SELECTED EXCERPT
○ ○ ○ ○ ○

The F-22 and F-35 are part of distributed operational systems in which the decision makers are distributed
and a honeycomb structure is created around which ISR, C2, strike, and decision-making can be distributed.

A new style of collaborative operations is shaped but takes away the ability of an adversary to simply
eliminate assets like the AWACs and blind the fleet. Distributed operations is the cultural shift associated with
the fifth-generation aircraft and investments in new weapons, remotely piloted aircraft, and the crafting of
simultaneous rather than sequential operations.

Unfortunately, the debate about fifth-generation aircraft continues as if these are simply aircraft, not nodes
driving significant cultural changes in operational capabilities.

In a fascinating book by Hugh Sebag-Montefiore on the courageous men in the British army who fought the
Germans to allow the escape from Dunkirk, some of these lessons were highlighted. (Hugh Sebag-Montefiore,
Dunkirk: Fight to the Last Man (Cambridge, MA: Harvard University Press, 2008).

In writing the book, the author provided significant insight into how the British and French lost to the Germans
in the European forests and battlefields. Comments taken from diaries of the survivors provide significant
insight into lessons learned by not engaging in the cultural revolution that one’s new technology provides.

The British and French had new equipment, which, if properly used and embedded into appropriate concepts
of operations, might well have led to a different outcome at the beginning of the war.

And the first lesson here is simply to develop advanced equipment is not even half the job. First and foremost:
“The campaign showed that politicians must never, even in peacetime, deprive their armed forces of the
equipment they need. Complacently assuming that the equipment can be manufactured once war is declared
is demonstrably unwise.” (Ibid. xiv).

○ ○ ○ ○ ○

STATED PROBLEM A
In the excerpt on fifth-generation aircraft, what is named as the cultural shift associated with those aircraft?

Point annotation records
○ ○ ○ ○ ○

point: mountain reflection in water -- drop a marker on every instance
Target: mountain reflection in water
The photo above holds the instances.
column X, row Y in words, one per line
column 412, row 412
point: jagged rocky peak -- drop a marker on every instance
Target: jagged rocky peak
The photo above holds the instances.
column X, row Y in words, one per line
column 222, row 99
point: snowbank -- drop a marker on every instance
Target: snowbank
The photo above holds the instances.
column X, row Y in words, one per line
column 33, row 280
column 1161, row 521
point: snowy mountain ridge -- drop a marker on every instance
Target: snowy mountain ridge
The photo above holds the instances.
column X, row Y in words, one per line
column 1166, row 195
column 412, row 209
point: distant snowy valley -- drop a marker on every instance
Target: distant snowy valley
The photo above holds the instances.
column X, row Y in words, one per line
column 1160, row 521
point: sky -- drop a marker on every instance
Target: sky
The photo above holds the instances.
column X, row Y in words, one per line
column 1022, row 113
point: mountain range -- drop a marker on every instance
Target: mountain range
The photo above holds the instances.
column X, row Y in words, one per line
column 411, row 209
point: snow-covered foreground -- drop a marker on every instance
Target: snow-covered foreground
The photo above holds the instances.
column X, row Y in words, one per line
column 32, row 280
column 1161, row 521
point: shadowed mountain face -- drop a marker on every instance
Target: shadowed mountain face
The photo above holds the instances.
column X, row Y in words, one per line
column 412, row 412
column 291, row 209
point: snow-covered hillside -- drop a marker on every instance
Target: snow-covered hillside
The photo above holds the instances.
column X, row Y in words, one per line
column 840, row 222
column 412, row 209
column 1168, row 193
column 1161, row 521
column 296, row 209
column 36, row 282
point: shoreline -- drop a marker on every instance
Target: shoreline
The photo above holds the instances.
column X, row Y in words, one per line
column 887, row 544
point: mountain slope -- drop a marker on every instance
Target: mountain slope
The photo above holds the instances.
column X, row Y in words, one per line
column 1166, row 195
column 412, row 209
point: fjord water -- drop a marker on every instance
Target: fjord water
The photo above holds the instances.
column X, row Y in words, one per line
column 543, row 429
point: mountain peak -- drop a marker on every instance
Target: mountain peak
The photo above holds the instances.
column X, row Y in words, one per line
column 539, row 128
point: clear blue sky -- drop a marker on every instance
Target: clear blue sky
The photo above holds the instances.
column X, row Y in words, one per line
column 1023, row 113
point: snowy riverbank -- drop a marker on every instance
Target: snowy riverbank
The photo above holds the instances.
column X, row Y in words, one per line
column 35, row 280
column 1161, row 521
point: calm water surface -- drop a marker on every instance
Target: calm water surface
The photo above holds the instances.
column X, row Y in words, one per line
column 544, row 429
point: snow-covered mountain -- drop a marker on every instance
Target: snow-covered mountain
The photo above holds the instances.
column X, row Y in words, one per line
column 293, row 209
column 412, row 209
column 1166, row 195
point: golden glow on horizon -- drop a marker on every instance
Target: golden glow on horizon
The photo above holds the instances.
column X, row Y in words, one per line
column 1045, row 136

○ ○ ○ ○ ○

STATED PROBLEM B
Reproduce the entries beginning at the line that has "point: jagged rocky" and stopping after the line that has "column 1160, row 521", substituting "snowdrift" for "snowbank" and leaving everything else unchanged.

COMPLETE OUTPUT A
Distributed operations.

COMPLETE OUTPUT B
point: jagged rocky peak -- drop a marker on every instance
Target: jagged rocky peak
The photo above holds the instances.
column X, row Y in words, one per line
column 222, row 99
point: snowdrift -- drop a marker on every instance
Target: snowdrift
The photo above holds the instances.
column X, row Y in words, one per line
column 33, row 280
column 1161, row 521
point: snowy mountain ridge -- drop a marker on every instance
Target: snowy mountain ridge
The photo above holds the instances.
column X, row Y in words, one per line
column 1166, row 195
column 412, row 209
point: distant snowy valley -- drop a marker on every instance
Target: distant snowy valley
The photo above holds the instances.
column X, row Y in words, one per line
column 1160, row 521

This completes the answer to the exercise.